* Exercise instructions
Search the entries below for "structure". Report each line where it occurs.

* Material for this exercise
------------------------
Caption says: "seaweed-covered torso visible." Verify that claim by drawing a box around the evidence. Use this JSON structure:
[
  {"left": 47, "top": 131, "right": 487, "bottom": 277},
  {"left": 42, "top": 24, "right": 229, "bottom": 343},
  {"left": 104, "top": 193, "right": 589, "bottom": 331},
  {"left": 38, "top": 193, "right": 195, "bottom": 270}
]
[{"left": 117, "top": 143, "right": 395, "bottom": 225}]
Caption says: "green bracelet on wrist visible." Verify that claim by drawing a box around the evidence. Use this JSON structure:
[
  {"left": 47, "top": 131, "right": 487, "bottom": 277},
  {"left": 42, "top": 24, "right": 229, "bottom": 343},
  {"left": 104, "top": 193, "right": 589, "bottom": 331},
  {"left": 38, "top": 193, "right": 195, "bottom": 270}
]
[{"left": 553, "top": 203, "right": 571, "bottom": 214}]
------------------------
* Answer to this exercise
Caption says: "seaweed-covered torso visible." Verify that claim by drawing a box around the evidence. Use this JSON structure:
Caption says: "green bracelet on wrist visible." Verify that claim by drawing a box around the evidence. Use this JSON structure:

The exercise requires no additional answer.